### What you are asked to do
Reproduce every line of the items below word for word, omitting the pictures from your answer.

### Input data
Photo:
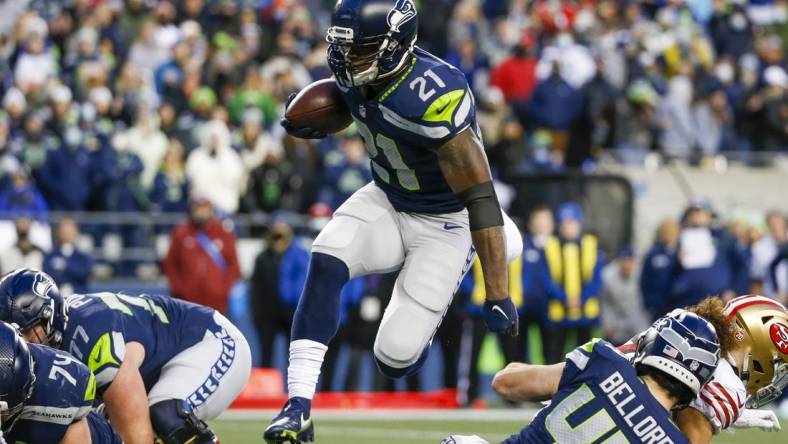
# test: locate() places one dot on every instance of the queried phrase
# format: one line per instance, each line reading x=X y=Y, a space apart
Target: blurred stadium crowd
x=159 y=107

### Expected output
Photo:
# test: locate() places one dot on every instance of the queried phrase
# format: one line per instance, each line reading x=X y=Y, a space apart
Target: blurred stadium crowd
x=159 y=107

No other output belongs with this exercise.